AIM = Update the rows below by changing every "report x and y" to "give x and y" and leaving everything else as it is. Omit the picture from your answer.

[Saved data entries]
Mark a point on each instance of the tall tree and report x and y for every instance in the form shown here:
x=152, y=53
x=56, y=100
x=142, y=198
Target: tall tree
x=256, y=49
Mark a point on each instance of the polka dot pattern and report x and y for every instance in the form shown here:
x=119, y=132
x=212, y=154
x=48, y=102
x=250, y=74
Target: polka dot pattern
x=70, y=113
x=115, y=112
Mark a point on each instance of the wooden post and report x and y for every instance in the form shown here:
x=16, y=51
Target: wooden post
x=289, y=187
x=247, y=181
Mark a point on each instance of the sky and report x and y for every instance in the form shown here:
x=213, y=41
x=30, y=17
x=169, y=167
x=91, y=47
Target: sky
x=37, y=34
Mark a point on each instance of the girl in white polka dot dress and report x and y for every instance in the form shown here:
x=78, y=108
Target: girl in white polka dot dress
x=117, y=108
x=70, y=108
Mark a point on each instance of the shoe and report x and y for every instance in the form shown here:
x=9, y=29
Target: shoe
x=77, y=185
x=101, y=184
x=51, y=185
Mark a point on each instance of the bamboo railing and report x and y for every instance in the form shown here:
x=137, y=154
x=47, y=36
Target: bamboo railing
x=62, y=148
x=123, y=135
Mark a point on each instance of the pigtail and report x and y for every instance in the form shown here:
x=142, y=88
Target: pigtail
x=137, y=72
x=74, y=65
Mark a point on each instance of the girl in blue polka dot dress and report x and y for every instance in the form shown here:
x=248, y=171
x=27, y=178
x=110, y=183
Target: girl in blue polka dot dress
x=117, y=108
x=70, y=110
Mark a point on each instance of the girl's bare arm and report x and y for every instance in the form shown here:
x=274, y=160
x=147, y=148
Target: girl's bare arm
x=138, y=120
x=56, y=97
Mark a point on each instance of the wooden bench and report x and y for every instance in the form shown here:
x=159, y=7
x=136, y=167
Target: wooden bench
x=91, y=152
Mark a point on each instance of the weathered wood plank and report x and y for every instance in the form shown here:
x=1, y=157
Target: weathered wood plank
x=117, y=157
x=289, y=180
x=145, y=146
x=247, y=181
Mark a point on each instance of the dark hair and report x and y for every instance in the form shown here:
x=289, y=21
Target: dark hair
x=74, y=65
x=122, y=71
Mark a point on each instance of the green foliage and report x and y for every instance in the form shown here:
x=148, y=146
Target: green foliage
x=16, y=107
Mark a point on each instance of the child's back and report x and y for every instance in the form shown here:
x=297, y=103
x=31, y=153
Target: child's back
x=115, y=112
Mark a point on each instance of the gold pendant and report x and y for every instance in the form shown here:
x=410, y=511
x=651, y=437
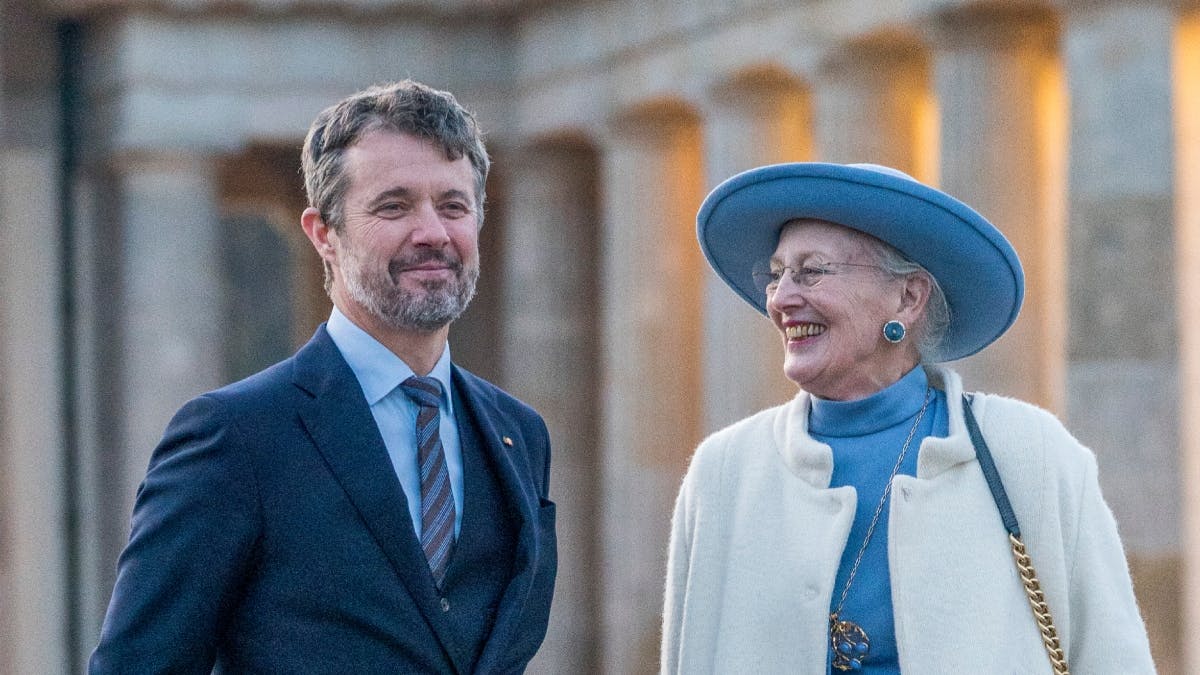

RESULT OF THE TASK =
Mark a point on each instance of the tall tree and give x and y for every instance in the form shown here:
x=152, y=53
x=56, y=100
x=142, y=198
Target: tall tree
x=256, y=49
Mark a point on each instance of the polka dot pattern and give x and y for every instance in the form shown here:
x=119, y=132
x=212, y=154
x=48, y=102
x=250, y=74
Target: polka dot pattern
x=70, y=113
x=115, y=112
Mark a point on each instance of the wooden post and give x and y for every instance in the form shown here:
x=16, y=51
Target: wooden post
x=289, y=187
x=247, y=181
Mark a point on each instance of the sky and give x and y for every instance in the form shown here:
x=213, y=41
x=30, y=17
x=169, y=167
x=91, y=47
Target: sky
x=37, y=34
Mark a point on each instance of the girl in white polka dot dress and give x and y for every instance in the form shown here:
x=78, y=108
Target: girl in white polka dot dress
x=117, y=108
x=70, y=108
Mark a point on each instance of the shoe and give x and y for every instance in the form shown here:
x=9, y=29
Target: shoe
x=77, y=185
x=101, y=184
x=51, y=185
Mark a point on each instance of the bamboo railing and give x and y for every instance in the form shown here:
x=137, y=154
x=47, y=36
Target: bamboo railing
x=62, y=148
x=123, y=135
Mark a point on each instance of the pigtail and give x and y for every instance in the form shown here:
x=142, y=88
Target: pigtail
x=137, y=72
x=74, y=65
Mark a point on each instance of the girl in blue polka dot dress and give x and y for every instance in the form shown here:
x=248, y=171
x=27, y=178
x=110, y=183
Target: girl in blue polka dot dress
x=117, y=108
x=70, y=110
Mark a point on each instance of the girl's bare arm and give x and y for every instance in the form shown here:
x=274, y=160
x=147, y=148
Target: girl's bare arm
x=138, y=120
x=56, y=97
Mark a point on each instance of the wooden bench and give x and y for every instance in the form shown here:
x=159, y=7
x=136, y=167
Target: wooden bench
x=91, y=152
Mark a point on each instance of the weathered wood plank and give x and y for every instance in the form shown here:
x=1, y=157
Target: weathered wood plank
x=117, y=157
x=289, y=180
x=145, y=146
x=247, y=181
Mark a point on each instance of the dark hair and give x and y for every instance in the form shown here:
x=289, y=21
Target: dark hair
x=74, y=65
x=122, y=71
Mark a point on each instance of the green foliage and give x and y for every instance in the form shown here:
x=148, y=146
Target: green foliage
x=16, y=107
Mark a point on each instance of the child's back and give x and y for every instance in the form shown here:
x=297, y=103
x=31, y=153
Target: child's back
x=115, y=112
Mark a point on each instance of the gold pendant and give x and y for every instance in the form shown here:
x=410, y=511
x=651, y=437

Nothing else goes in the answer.